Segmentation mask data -

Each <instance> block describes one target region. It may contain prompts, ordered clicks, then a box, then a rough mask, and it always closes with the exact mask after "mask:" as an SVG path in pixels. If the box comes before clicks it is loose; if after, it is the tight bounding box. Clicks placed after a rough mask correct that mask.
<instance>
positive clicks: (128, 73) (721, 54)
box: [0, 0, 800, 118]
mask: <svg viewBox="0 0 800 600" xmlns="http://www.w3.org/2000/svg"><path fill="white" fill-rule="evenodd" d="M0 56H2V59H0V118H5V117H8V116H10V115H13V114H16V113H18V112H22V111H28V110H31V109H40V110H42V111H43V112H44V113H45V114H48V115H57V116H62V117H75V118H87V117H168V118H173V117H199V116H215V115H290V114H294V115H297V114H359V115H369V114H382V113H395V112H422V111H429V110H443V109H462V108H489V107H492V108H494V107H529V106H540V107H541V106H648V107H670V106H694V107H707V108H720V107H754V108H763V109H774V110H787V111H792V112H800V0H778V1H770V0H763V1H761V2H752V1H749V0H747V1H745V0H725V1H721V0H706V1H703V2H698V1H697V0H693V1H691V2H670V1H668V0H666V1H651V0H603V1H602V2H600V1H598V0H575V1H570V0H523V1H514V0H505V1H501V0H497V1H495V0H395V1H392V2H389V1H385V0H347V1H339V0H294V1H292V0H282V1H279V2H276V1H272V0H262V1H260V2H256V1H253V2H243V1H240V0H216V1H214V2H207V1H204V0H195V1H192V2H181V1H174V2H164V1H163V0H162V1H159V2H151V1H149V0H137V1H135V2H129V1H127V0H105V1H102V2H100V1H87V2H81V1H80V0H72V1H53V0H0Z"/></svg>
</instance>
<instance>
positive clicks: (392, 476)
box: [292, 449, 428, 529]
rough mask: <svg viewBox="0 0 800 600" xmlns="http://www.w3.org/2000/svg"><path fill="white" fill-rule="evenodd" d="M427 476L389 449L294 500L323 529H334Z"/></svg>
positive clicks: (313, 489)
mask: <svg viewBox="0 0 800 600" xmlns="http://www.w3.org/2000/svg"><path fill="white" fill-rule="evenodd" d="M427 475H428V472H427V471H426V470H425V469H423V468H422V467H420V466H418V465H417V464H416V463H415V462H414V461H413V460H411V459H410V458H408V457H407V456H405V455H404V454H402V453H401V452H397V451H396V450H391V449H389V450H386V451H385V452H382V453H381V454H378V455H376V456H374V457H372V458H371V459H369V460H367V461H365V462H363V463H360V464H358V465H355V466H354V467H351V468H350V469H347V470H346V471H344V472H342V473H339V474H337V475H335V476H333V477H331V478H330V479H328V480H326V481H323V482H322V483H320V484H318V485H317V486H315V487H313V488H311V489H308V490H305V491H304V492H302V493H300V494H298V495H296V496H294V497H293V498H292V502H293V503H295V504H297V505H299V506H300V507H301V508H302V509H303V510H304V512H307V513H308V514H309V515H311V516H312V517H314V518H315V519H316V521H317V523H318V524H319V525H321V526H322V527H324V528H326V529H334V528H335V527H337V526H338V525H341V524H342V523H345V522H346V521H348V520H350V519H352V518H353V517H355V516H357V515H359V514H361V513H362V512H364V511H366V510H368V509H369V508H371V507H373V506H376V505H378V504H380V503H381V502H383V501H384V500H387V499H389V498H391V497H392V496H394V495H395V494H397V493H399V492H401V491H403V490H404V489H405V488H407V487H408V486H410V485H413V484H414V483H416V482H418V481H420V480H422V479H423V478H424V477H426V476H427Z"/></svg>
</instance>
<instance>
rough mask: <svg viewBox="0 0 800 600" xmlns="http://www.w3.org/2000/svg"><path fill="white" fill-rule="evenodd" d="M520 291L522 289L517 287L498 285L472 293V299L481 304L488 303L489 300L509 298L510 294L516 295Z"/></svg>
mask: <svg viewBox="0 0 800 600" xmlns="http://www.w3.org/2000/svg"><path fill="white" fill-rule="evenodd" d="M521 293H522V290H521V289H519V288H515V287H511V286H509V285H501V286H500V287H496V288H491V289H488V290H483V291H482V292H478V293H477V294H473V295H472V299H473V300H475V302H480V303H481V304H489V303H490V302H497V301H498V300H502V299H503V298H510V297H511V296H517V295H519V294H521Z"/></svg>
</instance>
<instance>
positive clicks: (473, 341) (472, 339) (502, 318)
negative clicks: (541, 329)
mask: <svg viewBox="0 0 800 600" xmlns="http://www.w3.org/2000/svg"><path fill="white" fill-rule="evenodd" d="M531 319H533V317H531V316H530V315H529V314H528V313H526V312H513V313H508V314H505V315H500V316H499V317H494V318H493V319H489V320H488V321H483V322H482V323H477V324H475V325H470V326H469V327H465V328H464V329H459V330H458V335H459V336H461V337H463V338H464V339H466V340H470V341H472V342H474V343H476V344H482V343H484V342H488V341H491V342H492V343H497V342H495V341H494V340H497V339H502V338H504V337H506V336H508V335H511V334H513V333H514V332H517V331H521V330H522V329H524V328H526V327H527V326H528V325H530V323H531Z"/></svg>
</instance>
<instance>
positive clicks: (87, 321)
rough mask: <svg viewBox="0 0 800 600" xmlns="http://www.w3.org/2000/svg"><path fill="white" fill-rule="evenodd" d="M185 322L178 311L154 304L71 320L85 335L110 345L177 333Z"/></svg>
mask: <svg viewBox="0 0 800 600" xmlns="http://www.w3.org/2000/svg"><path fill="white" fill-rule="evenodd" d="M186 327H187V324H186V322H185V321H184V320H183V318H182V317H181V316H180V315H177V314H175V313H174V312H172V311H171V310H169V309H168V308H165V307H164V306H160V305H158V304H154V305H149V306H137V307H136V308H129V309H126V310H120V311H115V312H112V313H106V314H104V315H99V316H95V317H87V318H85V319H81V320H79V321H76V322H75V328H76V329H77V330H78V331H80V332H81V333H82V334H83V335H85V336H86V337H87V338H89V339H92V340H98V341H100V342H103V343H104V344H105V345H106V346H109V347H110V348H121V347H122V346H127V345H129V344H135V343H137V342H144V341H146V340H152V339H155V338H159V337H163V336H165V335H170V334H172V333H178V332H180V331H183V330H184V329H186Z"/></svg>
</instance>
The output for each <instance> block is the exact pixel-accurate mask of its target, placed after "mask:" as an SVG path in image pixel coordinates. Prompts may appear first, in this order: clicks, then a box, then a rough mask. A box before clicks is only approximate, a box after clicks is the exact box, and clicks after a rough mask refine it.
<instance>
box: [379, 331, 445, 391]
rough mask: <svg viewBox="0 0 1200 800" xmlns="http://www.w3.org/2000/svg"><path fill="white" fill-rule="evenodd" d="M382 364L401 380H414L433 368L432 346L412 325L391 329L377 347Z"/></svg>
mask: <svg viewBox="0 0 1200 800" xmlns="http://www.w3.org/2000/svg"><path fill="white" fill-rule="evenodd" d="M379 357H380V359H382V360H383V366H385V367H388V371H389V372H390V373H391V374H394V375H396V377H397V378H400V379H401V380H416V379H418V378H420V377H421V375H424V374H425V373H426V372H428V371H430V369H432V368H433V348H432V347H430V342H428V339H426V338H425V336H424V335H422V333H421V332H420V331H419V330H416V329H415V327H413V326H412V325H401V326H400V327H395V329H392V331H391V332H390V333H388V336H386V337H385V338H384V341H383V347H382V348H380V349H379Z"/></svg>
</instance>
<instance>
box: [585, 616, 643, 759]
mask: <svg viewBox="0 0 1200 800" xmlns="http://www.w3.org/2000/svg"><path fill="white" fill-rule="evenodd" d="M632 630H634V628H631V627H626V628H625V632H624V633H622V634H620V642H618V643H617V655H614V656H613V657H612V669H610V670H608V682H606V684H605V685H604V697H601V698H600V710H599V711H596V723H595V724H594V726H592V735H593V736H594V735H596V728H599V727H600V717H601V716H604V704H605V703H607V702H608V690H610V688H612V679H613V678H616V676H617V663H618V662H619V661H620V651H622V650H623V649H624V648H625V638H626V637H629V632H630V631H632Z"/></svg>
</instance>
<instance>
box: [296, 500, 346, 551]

Problem to solve -
Print the first line of the records above and each line after it, exactly, through the line with "box: [292, 449, 428, 529]".

Expected answer -
Each <instance> block describes one target region. It may contain prompts, ordered clicks, then a box, then a rough mask, and it always closes with the exact mask after "mask:" as an SVG path in pixels. If the box comes before clicks it is loose; if after, it is the tight bounding box. Clicks placed after a rough mask correct that mask.
<instance>
positive clicks: (128, 73) (721, 54)
box: [0, 0, 800, 118]
mask: <svg viewBox="0 0 800 600" xmlns="http://www.w3.org/2000/svg"><path fill="white" fill-rule="evenodd" d="M0 56H2V59H0V118H5V117H8V116H10V115H13V114H16V113H18V112H22V111H28V110H31V109H40V110H42V111H43V112H44V113H45V114H48V115H57V116H62V117H75V118H87V117H168V118H173V117H199V116H215V115H290V114H294V115H297V114H359V115H369V114H382V113H395V112H422V111H429V110H443V109H462V108H489V107H492V108H494V107H529V106H540V107H541V106H648V107H670V106H694V107H707V108H720V107H754V108H763V109H774V110H787V111H792V112H800V0H778V1H770V0H763V1H761V2H752V1H749V0H747V1H745V0H725V1H721V0H706V1H703V2H698V1H697V0H693V1H691V2H670V1H668V0H666V1H651V0H603V1H602V2H600V1H598V0H575V1H570V0H523V1H514V0H505V1H501V0H497V1H495V0H395V1H392V2H389V1H385V0H347V1H339V0H294V1H292V0H282V1H279V2H276V1H272V0H262V1H260V2H256V1H253V2H243V1H240V0H216V1H214V2H207V1H204V0H195V1H192V2H181V1H174V2H164V1H163V0H162V1H159V2H151V1H149V0H137V1H135V2H129V1H127V0H105V1H102V2H100V1H87V2H81V1H80V0H72V1H53V0H0Z"/></svg>
</instance>
<instance>
positive clicks: (392, 476)
box: [292, 449, 428, 529]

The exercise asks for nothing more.